## REQUIREMENT 1
From the essay on perspective, repeat the stretch from "He wakes up" through "all about perspective." word for word.
## REQUIREMENT 2
According to the essay on perspective, who founded the Broadway show Stomp?
## REQUIREMENT 3
Go on with the essay on perspective, starting after its final sentence.

## GIVEN PASSAGE
He wakes up to face the day. In the first five minutes, the enveloping serenity dies to the claws of everything that clutters life in his mind. The noise comes, and the chaos grows deep, while the heart’s attitude seems to change like the weather. Has anyone changed? Have circumstances grown worse? Does it matter? It’s all about perspective.

Every situation is an opportunity to either react or not react. Perspective is the driving force which fuels the attitude of every reaction. And so it begins—our perspective or outlook on life determines who we are, what we believe and who we will become.

The late Irving Berlin, songwriter and co-founder of ASCAP, said, "Life is 10 percent what you make it and 90 percent how you take it." It’s the glass empty, glass full mentality on life. What is your perspective on the amount of time afforded throughout life?

Being human, it’s almost natural to have a dismal outlook. "My job stinks. I wish I had a new car. Why are we living in this place? Everyone else is having more fun." We look in the mirror and think, There has to be more to life than what is here. This is the reason why fairy tales are so popular. People are looking for a way—any way—to escape.

While these comments may hit home, they are nothing but a recipe for disaster when they govern one’s life. Being negative directly affects one’s attitude in all aspects. This isn’t to say we should hide behind a facade of happiness and plaster a smile on our face singing songs all day long. It’s important to be honest with yourself. It’s all part of having the right perspective.

For example, the clang of garbage cans and loud gongs smashing each other would send most people running away, but not Luke Cresswell and Steve McNicholas. They heard a beautiful orchestra and saw an awesome opportunity. Cresswell and McNicholas, the founders of the Broadway show Stomp, have captivated the masses and earned millions with their unusual perspective.

Some unlikely authors from the Old Testament altered entire cultures by changing their perspective on life. Nehemiah, a staple from the Old Testament, set the example by changing his occupations and using construction to reach the people of the land. Nehemiah, cupbearer to the King of Persia, was in a position of little to no authority but had big dreams and a big God to back him.

As a personal waiter to the king, one day Nehemiah delivered a beverage to the king and was given the most unusual opportunity. During their encounter, Nehemiah asked the king to allow him time off work to rebuild the wall around Jerusalem. After being granted the favor, Nehemiah asked the king to provide men and supplies for this task. The king signed off on the project, and within a year, the wall was completed in record time. The wall served as a symbol to the town and strengthened the nation of Israel, while opening doors for Nehemiah to share God’s truth.

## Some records
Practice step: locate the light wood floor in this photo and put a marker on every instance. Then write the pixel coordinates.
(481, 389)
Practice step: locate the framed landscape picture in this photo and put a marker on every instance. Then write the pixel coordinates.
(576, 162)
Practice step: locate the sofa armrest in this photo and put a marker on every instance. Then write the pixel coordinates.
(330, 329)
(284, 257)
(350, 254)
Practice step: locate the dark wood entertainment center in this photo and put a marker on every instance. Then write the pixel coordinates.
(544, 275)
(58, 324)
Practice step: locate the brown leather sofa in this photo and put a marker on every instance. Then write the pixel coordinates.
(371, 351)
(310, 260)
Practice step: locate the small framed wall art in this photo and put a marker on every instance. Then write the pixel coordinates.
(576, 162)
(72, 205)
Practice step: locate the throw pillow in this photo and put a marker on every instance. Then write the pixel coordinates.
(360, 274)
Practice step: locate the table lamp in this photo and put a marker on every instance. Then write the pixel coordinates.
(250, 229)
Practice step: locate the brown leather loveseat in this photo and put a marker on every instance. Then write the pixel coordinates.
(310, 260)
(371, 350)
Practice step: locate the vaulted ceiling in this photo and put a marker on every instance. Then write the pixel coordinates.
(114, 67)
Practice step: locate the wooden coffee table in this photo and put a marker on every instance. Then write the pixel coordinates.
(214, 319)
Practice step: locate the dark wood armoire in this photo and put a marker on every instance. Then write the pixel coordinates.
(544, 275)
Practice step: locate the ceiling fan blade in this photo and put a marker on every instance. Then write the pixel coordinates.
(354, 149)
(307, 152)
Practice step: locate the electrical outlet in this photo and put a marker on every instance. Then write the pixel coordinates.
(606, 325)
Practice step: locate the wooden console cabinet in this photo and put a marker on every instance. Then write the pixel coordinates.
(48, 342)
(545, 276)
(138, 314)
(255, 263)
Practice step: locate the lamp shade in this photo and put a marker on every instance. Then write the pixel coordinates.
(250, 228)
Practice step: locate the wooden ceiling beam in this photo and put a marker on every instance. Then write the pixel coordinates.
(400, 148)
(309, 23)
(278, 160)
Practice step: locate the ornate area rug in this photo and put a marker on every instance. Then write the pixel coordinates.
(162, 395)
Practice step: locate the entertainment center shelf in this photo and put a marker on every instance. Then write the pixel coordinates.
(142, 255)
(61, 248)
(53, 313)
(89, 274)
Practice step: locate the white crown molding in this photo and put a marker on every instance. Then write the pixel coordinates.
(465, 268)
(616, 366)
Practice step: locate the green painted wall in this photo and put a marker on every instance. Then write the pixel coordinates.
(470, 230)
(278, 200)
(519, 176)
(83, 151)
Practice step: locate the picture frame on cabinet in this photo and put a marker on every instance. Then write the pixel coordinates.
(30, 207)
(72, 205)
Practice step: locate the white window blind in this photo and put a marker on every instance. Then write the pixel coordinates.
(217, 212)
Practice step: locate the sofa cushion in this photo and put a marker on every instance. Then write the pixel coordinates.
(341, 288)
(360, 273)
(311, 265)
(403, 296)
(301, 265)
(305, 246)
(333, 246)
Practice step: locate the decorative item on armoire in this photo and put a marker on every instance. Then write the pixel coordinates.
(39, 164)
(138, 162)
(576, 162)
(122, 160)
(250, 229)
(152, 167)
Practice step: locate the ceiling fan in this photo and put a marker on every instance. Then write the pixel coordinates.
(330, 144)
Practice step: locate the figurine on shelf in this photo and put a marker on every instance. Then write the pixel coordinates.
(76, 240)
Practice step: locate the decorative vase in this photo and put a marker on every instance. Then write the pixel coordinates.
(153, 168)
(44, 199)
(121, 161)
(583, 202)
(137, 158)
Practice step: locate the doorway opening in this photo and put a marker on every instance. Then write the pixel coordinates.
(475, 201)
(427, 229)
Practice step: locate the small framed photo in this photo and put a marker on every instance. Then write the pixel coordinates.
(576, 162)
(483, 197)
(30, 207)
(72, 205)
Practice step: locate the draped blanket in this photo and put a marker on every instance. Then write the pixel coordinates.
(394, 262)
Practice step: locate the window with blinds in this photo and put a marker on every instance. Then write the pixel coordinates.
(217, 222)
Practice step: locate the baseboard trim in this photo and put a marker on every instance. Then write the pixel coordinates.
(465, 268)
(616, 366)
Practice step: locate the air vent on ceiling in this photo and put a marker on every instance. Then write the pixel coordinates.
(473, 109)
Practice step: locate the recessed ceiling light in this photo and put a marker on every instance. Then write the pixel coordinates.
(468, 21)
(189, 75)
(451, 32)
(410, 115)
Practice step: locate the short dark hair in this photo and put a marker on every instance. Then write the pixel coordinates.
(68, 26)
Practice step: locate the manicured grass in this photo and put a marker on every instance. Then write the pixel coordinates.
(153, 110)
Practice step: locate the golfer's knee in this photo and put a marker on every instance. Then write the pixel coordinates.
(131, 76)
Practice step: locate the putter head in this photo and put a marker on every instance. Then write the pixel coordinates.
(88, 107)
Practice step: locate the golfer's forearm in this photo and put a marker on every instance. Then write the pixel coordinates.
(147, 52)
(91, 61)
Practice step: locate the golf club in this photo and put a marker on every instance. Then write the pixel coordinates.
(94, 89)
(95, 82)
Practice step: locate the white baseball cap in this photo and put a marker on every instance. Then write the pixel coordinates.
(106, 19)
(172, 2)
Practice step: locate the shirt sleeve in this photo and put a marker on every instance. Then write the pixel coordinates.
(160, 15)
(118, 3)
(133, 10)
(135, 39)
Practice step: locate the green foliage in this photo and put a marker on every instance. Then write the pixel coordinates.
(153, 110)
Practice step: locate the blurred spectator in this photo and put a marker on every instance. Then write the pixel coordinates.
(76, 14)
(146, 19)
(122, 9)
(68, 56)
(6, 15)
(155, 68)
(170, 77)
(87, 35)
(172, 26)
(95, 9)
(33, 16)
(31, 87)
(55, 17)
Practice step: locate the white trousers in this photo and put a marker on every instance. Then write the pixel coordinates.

## EXPECTED OUTPUT 1
He wakes up to face the day. In the first five minutes, the enveloping serenity dies to the claws of everything that clutters life in his mind. The noise comes, and the chaos grows deep, while the heart’s attitude seems to change like the weather. Has anyone changed? Have circumstances grown worse? Does it matter? It’s all about perspective.

## EXPECTED OUTPUT 2
Luke Cresswell and Steve McNicholas

## EXPECTED OUTPUT 3
Others in town saw a heap of rubble when they looked at the crumbling wall, but Nehemiah saw a potentially powerful safeguard for the city. Nehemiah had a healthy perspective on life and wasn’t afraid to chime in on the opportunity to request a favor from the king.

Having the right perspective doesn’t always promise immediate results or a positive outcome. Another Old Testament favorite, Amos, lived in a time when Israel flourished in both immorality and wealth. As a prophet, Amos had the job of speaking God’s truths to his generation. He stood up against the immorality of his time with abandonment to the truth. This task could not be accomplished if Amos blinded himself to what was going on around him. His purpose in life was exposing the immorality of Israel and showing them a way out. His message wasn’t always received under hospitable circumstances. As a direct result of speaking the truth, Amos lived in danger from the authorities.

How can these stories apply to our everyday lives in affluent North America in 2003? Broken down, every conversation is a chance to either listen or respond. Every trip to the mall is an opportunity to interact with hundreds of anonymous beings. Every look into strangers’ eyes is an opportunity to offer hope.

What we do with the thousands of opportunities resides in our hands. Looking at the world through Gods’ perspective starts with using the peace, faith, patience, love, grace, humbleness and mercy with which He empowers us. When one starts living life with the big picture perspective, life will never appear the same. If we truly tapped into God’s perspective on what life is about, we would see there is so much more to life than ourselves. When the blindfold is removed, we begin to live the way God intended.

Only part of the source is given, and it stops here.